### Assignment
Below is a listing; reproduce each line of it exactly.

### Data for analysis
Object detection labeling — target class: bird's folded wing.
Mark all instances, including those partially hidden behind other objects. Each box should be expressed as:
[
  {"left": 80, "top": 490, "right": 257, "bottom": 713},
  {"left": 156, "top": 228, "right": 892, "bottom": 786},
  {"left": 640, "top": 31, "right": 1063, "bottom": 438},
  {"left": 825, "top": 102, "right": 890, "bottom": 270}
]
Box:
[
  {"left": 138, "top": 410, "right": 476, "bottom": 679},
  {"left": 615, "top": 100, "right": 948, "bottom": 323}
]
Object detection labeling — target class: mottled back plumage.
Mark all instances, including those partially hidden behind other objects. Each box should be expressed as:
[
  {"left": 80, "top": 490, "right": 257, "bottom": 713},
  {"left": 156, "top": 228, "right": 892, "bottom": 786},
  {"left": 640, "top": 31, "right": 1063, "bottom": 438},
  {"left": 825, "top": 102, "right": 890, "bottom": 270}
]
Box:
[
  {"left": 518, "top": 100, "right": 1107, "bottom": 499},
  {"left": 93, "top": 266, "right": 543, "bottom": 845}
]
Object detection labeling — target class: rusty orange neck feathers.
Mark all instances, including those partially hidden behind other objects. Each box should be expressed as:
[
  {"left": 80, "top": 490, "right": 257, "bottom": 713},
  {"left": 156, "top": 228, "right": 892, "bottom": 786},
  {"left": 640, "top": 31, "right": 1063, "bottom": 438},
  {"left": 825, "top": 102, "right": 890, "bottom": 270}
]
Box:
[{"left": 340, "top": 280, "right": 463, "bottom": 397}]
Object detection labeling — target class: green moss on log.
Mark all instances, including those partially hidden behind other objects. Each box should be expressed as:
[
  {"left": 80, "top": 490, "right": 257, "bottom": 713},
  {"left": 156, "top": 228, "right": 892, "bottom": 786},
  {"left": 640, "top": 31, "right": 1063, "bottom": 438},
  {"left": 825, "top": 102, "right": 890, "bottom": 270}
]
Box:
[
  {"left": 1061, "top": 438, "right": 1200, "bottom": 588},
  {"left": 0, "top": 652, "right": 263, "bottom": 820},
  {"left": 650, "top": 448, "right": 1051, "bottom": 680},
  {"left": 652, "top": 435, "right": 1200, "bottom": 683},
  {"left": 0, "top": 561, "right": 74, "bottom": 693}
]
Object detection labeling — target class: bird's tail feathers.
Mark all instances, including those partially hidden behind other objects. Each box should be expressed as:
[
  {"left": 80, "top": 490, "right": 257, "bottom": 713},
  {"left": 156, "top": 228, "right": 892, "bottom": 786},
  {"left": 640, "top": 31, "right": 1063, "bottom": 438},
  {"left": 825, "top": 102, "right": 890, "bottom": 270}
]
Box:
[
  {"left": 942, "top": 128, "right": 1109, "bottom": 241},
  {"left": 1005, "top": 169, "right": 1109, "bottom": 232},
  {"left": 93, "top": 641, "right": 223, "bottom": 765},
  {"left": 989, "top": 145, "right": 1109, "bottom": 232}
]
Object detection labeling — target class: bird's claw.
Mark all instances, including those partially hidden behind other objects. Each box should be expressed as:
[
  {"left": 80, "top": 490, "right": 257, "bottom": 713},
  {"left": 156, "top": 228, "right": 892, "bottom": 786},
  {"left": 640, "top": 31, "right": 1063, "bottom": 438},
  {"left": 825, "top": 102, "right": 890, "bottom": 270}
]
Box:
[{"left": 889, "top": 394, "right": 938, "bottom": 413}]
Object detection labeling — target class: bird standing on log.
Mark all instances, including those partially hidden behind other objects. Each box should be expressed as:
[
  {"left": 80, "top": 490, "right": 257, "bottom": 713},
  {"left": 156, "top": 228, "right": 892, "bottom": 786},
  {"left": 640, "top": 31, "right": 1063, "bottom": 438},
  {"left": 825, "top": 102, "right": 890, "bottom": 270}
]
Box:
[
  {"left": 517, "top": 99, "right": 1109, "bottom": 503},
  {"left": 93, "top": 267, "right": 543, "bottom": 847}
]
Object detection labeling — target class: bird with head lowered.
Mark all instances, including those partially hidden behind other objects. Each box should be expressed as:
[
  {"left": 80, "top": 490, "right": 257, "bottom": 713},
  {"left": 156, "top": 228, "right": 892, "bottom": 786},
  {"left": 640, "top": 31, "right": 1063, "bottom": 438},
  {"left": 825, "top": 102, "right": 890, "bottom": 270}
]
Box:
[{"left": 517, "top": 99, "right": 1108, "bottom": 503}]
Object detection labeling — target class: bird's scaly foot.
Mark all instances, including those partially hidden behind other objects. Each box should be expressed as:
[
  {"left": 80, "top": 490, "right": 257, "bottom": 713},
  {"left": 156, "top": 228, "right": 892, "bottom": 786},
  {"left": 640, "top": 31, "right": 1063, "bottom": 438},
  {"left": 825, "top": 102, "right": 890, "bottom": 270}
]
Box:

### Response to the task
Object detection labeling — target class: bird's folded wing.
Mark all instances, including those partially hidden behind other objects. Each box should be expressed as:
[
  {"left": 80, "top": 490, "right": 257, "bottom": 713},
  {"left": 156, "top": 228, "right": 892, "bottom": 786},
  {"left": 640, "top": 31, "right": 1063, "bottom": 438},
  {"left": 825, "top": 102, "right": 890, "bottom": 270}
]
Box:
[
  {"left": 138, "top": 410, "right": 476, "bottom": 679},
  {"left": 615, "top": 100, "right": 948, "bottom": 323}
]
Object detection labeling — target class: mottled back plumage.
Mark all instances, including those partially hidden behind other objects. Each box should be expressed as:
[
  {"left": 80, "top": 490, "right": 257, "bottom": 713},
  {"left": 156, "top": 228, "right": 892, "bottom": 786},
  {"left": 640, "top": 31, "right": 1063, "bottom": 438},
  {"left": 825, "top": 102, "right": 890, "bottom": 270}
]
Box:
[
  {"left": 518, "top": 100, "right": 1107, "bottom": 499},
  {"left": 93, "top": 266, "right": 543, "bottom": 845}
]
Object detection labeling — target class: rusty orange neck feathers.
Mark all instances, including those partially hidden behind other objects. Each box should be expressed as:
[
  {"left": 80, "top": 490, "right": 257, "bottom": 713},
  {"left": 156, "top": 228, "right": 892, "bottom": 786},
  {"left": 640, "top": 31, "right": 1063, "bottom": 438},
  {"left": 825, "top": 102, "right": 890, "bottom": 270}
]
Box:
[{"left": 340, "top": 280, "right": 463, "bottom": 397}]
Object detection labeling — target class: green moss on log.
Mark all instances, including those partially hidden behind other objects. Each box should be expressed as:
[
  {"left": 80, "top": 490, "right": 257, "bottom": 713},
  {"left": 156, "top": 228, "right": 892, "bottom": 786},
  {"left": 640, "top": 31, "right": 1063, "bottom": 438},
  {"left": 825, "top": 102, "right": 890, "bottom": 270}
]
Box:
[
  {"left": 1061, "top": 438, "right": 1200, "bottom": 588},
  {"left": 0, "top": 652, "right": 263, "bottom": 820},
  {"left": 650, "top": 448, "right": 1051, "bottom": 680},
  {"left": 652, "top": 435, "right": 1200, "bottom": 683},
  {"left": 0, "top": 561, "right": 74, "bottom": 693}
]
Object detection labeling — target class: bird's tail feathers.
Mark all instances, including those partially hidden behind other objects. Each box should be expressed as:
[
  {"left": 80, "top": 490, "right": 257, "bottom": 713},
  {"left": 156, "top": 228, "right": 892, "bottom": 786},
  {"left": 640, "top": 31, "right": 1063, "bottom": 438},
  {"left": 825, "top": 102, "right": 890, "bottom": 270}
]
Box:
[
  {"left": 942, "top": 128, "right": 1109, "bottom": 241},
  {"left": 1005, "top": 169, "right": 1109, "bottom": 232},
  {"left": 93, "top": 641, "right": 223, "bottom": 765},
  {"left": 989, "top": 145, "right": 1109, "bottom": 232}
]
Object detection labeling — target class: bird's claw.
Mark all instances, including those partially hidden behind other objects. Each box should be expressed as:
[
  {"left": 80, "top": 490, "right": 257, "bottom": 713},
  {"left": 156, "top": 228, "right": 892, "bottom": 786},
  {"left": 640, "top": 31, "right": 1063, "bottom": 438},
  {"left": 825, "top": 102, "right": 890, "bottom": 270}
]
Box:
[{"left": 889, "top": 394, "right": 938, "bottom": 413}]
Object detection labeling — target class: bird standing on log.
Mark all instances, including those partially hidden behind other objects. Each box should be expressed as:
[
  {"left": 80, "top": 490, "right": 257, "bottom": 713},
  {"left": 156, "top": 228, "right": 892, "bottom": 786},
  {"left": 640, "top": 31, "right": 1063, "bottom": 438},
  {"left": 825, "top": 102, "right": 890, "bottom": 270}
]
Box:
[
  {"left": 517, "top": 99, "right": 1109, "bottom": 503},
  {"left": 93, "top": 267, "right": 543, "bottom": 847}
]
Object detection labeling — target class: bird with head lowered.
Mark all instances, including those partially hidden behind other objects. Each box should be expressed as:
[
  {"left": 80, "top": 490, "right": 257, "bottom": 713},
  {"left": 156, "top": 228, "right": 892, "bottom": 786},
  {"left": 640, "top": 31, "right": 1063, "bottom": 438},
  {"left": 825, "top": 102, "right": 890, "bottom": 270}
]
Box:
[{"left": 517, "top": 99, "right": 1108, "bottom": 503}]
Object detection labeling — target class: bird's scaly foot.
Mark all instances, including those partially hidden behind other objects. Each box should be expressed as:
[
  {"left": 80, "top": 490, "right": 257, "bottom": 713},
  {"left": 156, "top": 228, "right": 892, "bottom": 786},
  {"left": 640, "top": 31, "right": 1063, "bottom": 438},
  {"left": 825, "top": 102, "right": 890, "bottom": 270}
]
Box:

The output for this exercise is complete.